-- STUDY TEXT --
══════

Manodrome: The BRWC Review

Manodrome: The BRWC Review

Manodrome: The BRWC Review. By Alif Majeed.

When I started watching Manodrome, I was already half-ready to give up on it. It has a lot to do with realizing that Jesse Eisenberg will play his stock socially awkward loner character he has played several times already. It also didn’t help that Manodrome is an easy movie to box into a blurb. Taxi Driver meets Fight Club. You could almost imagine that blurb popping up somewhere. But as the movie progressed, this story of a lonely cab driver and his desperate silent cry for help made it hard to disengage. Sure, it doesn’t quite reach the highest of the movies I mentioned, but it does enough to be judged on its merit.

Eisenberg plays a cab driver, Ralphie, who lives with his pregnant girlfriend Sal (Odessa Young). He spends a good amount of time in the local gym where he secretly longs for another gym rat, Sallieu Sesay. As he deals with his suppressed sexuality and impending fatherhood, he gets introduced to a local self-help group. The group he joins is personally the most amusing part of the movie.

══════

-- RECORDED INFORMATION --
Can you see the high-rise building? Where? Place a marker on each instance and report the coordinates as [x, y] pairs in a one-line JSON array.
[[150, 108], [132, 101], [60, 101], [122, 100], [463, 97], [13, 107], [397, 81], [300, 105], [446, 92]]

══════

-- STUDY QUESTIONS --
a. In the Manodrome review, rewrite the part that opens with the words "Eisenberg plays a" and closes with "of the movie.", replacing "self-help group" with "support group".
b. Answer these questions from the Manodrome review:
(i) Which two films does the blurb the reviewer imagines combine?
(ii) Which actor plays the cab driver Ralphie?
(iii) Who plays Ralphie's pregnant girlfriend Sal?
c. Continue the Manodrome review from where it stops.

-- TASK-BY-TASK ANSWERS --
a.
Eisenberg plays a cab driver, Ralphie, who lives with his pregnant girlfriend Sal (Odessa Young). He spends a good amount of time in the local gym where he secretly longs for another gym rat, Sallieu Sesay. As he deals with his suppressed sexuality and impending fatherhood, he gets introduced to a local support group. The group he joins is personally the most amusing part of the movie.

b.
(i) Taxi Driver and Fight Club
(ii) Jesse Eisenberg
(iii) Odessa Young

c.
David Fincher recently said he is not responsible for the wrong message people still drive from Fight Club, or how people interpret it. The group he joins comes across as a club started by exactly the sort of person who misinterpreted Fight Club and is clueless about that fact. It even has a Tyler Duden-like leader played by Adrien Brody who might shit his pants when faced with any real disruption. The kind of toxic group where if a guy says his girlfriend left him, the reply would be, of course, she did without trying to understand why or what made her walk away. It is obvious from the get-go that Ralphie is a guy who needs professional help, but it is the help that the group is not equipped to provide or does not know how to.

Jesse Eisenberg’s performances are usually clubbed into two categories: the arrogant smart-ass or the socially awkward loner. Though Manodrome skewers towards the second category, it is one performance where you sense genuine danger to people around him. Take the scene where he watches his pregnant girlfriend’s belly while she is exercising. For a split second, you get mortified at the thought that he might rush to the kitchen to grab a knife to rip her wide open. 

Odessa Young as Sal also compliments him well as the exasperated girlfriend struggling with Ralphie’s mood swings. They have a lived-in quality to their relationship and you can see they once wore their rebellion on their sleeves (or hair considering the matching dyed hair) and are now bogged down by dwindling finances, the pregnancy, and Ralphie’s unpredictable nature. It was amusing how he wanted to look for constant steps to change his life and come up short. But she goes ahead and does it with a simple act of removing the hair dye, symbolizing her willingness to embrace change. It’s a small touch among many others that director John Trengove brings to the table.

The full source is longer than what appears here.